> [Brief]
Write the entries below out again in full. Match every character.

Region pointing data
________________________________________
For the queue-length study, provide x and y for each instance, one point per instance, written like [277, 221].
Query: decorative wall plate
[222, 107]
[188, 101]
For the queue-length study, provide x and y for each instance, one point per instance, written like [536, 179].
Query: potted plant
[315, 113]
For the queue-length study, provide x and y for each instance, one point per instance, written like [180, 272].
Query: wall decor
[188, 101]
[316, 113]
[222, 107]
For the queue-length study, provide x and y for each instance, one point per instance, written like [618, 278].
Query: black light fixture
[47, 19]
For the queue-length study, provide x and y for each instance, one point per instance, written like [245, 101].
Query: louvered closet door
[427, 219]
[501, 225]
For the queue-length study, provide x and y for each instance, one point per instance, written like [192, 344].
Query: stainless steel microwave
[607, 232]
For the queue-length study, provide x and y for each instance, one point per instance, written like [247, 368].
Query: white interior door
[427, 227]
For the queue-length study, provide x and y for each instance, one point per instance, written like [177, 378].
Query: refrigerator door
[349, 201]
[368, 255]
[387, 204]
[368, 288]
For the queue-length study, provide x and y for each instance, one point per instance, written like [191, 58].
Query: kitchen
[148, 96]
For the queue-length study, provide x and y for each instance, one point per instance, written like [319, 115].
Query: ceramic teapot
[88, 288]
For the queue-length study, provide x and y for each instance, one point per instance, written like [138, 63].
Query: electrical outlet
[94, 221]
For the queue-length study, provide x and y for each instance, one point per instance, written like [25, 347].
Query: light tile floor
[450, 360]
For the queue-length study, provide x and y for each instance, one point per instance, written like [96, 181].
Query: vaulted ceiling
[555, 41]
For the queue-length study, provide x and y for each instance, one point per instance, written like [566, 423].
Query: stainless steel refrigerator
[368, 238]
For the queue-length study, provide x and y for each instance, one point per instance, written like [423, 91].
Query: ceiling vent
________________________________________
> [Solution]
For the queue-length study, provide x and y for each instance, one point per instance, written like [277, 221].
Query: decorative wall plate
[222, 107]
[188, 101]
For the queue-length study, provide x and y for each instance, one point per instance, written like [536, 179].
Query: potted plant
[315, 113]
For the queue-length study, provide x and y for each instance, one point per instance, written like [180, 272].
Query: wall decor
[188, 101]
[316, 113]
[222, 107]
For the queue-length study, provide x and y for each instance, one point per instance, written like [618, 278].
Query: black light fixture
[47, 19]
For the queue-length study, provide x and y for each instance, one point per instance, written like [245, 101].
Query: louvered closet door
[427, 219]
[501, 225]
For the queue-length study, provide x and y for each instance, one point per instance, written like [192, 344].
Query: stainless steel microwave
[607, 232]
For the queue-length study, provide x and y for each instance, one point per instance, written like [247, 368].
Query: white interior door
[427, 227]
For the queue-length study, provide x and y for each instance, one point per instance, written like [177, 378].
Query: refrigerator door
[349, 201]
[368, 255]
[387, 204]
[368, 288]
For the queue-length study, provide x and y for each instance, one point per instance, written like [191, 58].
Query: kitchen
[148, 96]
For the queue-length study, provide x and y for each instance, one point per instance, written like [319, 115].
Query: ceramic teapot
[88, 288]
For the queue-length study, provide x and y for each instance, one point per instance, written like [138, 63].
Query: electrical outlet
[94, 221]
For the queue-length study, provide x and y for each instance, one point per instance, written like [25, 347].
Query: light tile floor
[450, 360]
For the queue-length study, provide x and y for each instance, one point per instance, written like [96, 181].
Query: vaulted ceiling
[555, 41]
For the queue-length study, provide x and y for each instance, one point per instance, written like [566, 423].
Query: stainless steel refrigerator
[368, 238]
For the queue-length study, provide x and y for each instance, one point per instance, written like [423, 91].
Query: ceiling vent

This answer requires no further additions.